Copy out every one of the following entries word for word, omitting the pictures.

Stored rows
---------------
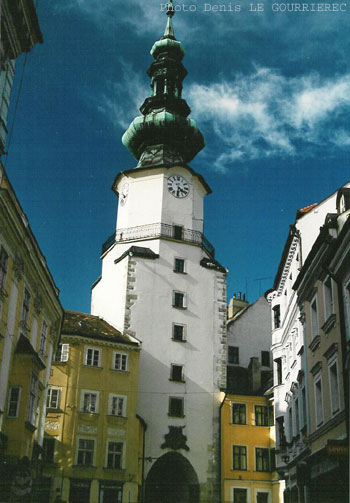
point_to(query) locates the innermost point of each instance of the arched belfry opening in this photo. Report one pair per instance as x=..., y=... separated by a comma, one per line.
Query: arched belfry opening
x=172, y=479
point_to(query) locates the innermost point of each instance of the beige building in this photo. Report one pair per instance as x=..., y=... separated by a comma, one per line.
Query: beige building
x=93, y=437
x=30, y=322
---------------
Answer to the problem
point_to(query) locates the innermost point of each instance of the arched belfry opening in this photo. Report one pair per instance as x=..., y=... separated by a comma, one per line.
Query: arched belfry opening
x=172, y=479
point_to(query) locates the innermost point of each instance of the beige building in this photo. Report one pair per instance as x=..., y=... separated by a comma, one per line.
Query: beige building
x=93, y=437
x=30, y=322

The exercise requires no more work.